EXERCISE REQUIREMENTS:
Working from the top of the records below, reproduce each line exactly, ending once you have written the line containing "Find the banner sign;".
━━ EXTRACTED ENTRIES ━━
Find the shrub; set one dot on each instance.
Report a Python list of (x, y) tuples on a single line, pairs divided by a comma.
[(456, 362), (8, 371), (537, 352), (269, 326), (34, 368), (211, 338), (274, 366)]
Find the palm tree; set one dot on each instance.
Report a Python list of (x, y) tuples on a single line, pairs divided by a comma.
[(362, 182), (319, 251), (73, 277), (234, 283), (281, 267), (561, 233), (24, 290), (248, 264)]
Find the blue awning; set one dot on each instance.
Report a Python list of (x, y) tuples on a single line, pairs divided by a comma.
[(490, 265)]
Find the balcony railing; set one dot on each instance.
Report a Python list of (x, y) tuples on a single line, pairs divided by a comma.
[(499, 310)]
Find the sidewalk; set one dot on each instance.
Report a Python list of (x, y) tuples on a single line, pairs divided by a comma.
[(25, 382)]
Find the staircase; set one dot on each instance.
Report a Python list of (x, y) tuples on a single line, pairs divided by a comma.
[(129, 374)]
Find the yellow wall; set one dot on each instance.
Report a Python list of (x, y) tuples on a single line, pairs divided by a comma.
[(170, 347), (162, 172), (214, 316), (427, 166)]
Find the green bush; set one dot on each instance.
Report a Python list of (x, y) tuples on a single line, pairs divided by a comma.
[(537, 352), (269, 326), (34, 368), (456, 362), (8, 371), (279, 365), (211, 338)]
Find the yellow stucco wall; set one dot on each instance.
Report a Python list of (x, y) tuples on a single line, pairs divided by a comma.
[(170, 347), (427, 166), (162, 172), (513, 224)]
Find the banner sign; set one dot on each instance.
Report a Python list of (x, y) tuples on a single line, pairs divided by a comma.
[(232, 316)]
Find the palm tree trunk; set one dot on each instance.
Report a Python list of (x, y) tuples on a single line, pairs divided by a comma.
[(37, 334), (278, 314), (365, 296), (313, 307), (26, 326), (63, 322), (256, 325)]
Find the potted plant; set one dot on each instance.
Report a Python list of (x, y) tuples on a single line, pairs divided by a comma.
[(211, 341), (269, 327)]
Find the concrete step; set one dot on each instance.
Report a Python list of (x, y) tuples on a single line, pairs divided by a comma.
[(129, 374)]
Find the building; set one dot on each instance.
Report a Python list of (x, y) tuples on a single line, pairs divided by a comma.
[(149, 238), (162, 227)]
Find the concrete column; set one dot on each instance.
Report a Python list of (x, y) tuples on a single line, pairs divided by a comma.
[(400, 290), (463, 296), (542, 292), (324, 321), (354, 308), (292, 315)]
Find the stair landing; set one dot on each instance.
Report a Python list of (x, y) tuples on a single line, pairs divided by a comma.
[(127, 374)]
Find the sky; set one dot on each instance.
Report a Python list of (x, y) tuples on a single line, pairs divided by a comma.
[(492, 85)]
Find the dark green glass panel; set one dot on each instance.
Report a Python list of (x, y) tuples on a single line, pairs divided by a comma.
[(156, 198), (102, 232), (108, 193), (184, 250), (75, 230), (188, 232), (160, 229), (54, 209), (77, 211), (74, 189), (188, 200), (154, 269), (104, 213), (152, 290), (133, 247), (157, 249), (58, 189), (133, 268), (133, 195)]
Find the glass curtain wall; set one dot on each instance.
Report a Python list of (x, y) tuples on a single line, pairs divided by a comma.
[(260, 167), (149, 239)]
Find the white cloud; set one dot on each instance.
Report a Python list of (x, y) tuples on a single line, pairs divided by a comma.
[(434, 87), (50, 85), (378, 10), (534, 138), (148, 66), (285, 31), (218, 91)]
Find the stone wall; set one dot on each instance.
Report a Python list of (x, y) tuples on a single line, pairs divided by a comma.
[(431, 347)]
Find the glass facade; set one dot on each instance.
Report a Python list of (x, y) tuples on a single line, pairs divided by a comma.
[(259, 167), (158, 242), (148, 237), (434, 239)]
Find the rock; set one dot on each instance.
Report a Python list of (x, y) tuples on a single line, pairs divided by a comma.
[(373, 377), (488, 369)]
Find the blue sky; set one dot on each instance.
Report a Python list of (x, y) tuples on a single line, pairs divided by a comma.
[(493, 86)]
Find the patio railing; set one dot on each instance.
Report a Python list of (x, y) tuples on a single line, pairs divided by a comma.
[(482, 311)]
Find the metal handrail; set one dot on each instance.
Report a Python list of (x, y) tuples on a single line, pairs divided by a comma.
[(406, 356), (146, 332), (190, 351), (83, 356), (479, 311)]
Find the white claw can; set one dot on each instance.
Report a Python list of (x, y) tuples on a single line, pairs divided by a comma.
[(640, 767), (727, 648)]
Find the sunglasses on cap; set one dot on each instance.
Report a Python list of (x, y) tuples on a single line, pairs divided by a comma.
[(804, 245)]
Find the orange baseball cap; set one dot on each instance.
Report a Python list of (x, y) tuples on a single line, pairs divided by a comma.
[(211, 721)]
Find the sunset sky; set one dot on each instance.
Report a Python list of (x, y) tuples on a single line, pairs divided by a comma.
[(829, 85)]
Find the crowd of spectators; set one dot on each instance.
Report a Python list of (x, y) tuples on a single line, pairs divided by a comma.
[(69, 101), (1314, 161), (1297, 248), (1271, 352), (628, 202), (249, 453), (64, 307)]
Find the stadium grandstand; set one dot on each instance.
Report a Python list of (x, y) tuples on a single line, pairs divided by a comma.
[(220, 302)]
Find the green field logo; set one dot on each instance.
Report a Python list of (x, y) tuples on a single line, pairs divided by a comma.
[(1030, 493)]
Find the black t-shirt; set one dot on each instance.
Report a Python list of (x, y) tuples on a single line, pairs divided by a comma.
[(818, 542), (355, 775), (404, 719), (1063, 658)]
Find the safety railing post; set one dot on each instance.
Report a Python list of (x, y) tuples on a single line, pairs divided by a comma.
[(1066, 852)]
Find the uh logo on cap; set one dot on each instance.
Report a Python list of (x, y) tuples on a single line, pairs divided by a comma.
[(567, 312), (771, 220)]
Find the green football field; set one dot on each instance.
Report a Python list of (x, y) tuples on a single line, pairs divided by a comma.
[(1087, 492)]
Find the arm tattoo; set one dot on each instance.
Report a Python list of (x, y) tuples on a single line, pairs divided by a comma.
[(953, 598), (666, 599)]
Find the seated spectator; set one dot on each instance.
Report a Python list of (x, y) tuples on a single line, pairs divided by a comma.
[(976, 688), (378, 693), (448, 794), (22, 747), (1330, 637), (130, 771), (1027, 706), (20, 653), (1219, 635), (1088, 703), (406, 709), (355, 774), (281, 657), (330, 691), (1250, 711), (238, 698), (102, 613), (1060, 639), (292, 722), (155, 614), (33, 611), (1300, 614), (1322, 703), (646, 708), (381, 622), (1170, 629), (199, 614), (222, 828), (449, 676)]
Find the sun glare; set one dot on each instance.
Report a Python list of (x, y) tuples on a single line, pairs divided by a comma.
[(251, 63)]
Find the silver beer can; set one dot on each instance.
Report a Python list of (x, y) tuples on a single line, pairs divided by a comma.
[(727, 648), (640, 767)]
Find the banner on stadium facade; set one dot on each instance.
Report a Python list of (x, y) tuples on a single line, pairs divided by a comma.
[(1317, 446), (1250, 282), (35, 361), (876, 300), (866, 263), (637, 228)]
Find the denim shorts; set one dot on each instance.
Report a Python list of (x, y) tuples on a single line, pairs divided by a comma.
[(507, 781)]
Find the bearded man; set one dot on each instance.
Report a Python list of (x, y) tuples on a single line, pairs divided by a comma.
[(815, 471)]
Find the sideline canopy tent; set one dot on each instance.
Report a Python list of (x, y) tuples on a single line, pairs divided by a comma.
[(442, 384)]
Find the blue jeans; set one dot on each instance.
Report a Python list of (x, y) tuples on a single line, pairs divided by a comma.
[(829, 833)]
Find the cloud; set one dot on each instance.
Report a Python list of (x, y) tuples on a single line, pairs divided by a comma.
━━━
SOLUTION FOR THIS EXERCISE:
Find the shrub; set one dot on each instance.
Report a Python list of (x, y) tuples on a single line, pairs divided by a comma.
[(456, 362), (8, 371), (537, 352), (269, 326), (34, 368), (211, 338), (274, 366)]
Find the palm tree; set one dot on each instance.
Report a Python list of (x, y) tuples on a single line, pairs divided by a comma.
[(362, 182), (319, 251), (73, 277), (234, 283), (281, 267), (561, 233), (24, 290), (248, 264)]
Find the blue awning; set one dot on each instance.
Report a Python list of (x, y) tuples on a single line, pairs divided by a comma.
[(490, 265)]
Find the balcony railing; set one dot on each instance.
Report a Python list of (x, y) tuples on a single line, pairs divided by a comma.
[(499, 310)]
Find the sidewalk; set one dot on each instance.
Report a Python list of (x, y) tuples on a single line, pairs divided by a comma.
[(25, 382)]
Find the staircase; set one dot on each instance.
Report a Python list of (x, y) tuples on a single line, pairs divided by a comma.
[(129, 374)]
Find the yellow wall; set one dot on each instance.
Report a Python list of (x, y) tuples on a single line, pairs divided by a comma.
[(170, 347), (162, 172), (214, 316), (427, 166)]
Find the green bush; set one dot on each instance.
Report a Python list of (x, y) tuples on a single line, pairs divided by a comma.
[(537, 352), (269, 326), (34, 368), (456, 362), (8, 371), (279, 365), (211, 338)]
Find the yellow stucco wall; set one dot on each instance.
Report a Python list of (x, y) tuples on a single line, pairs divided by a comma.
[(170, 347), (427, 166), (162, 172), (513, 224)]
Find the banner sign; set one dot on each instance.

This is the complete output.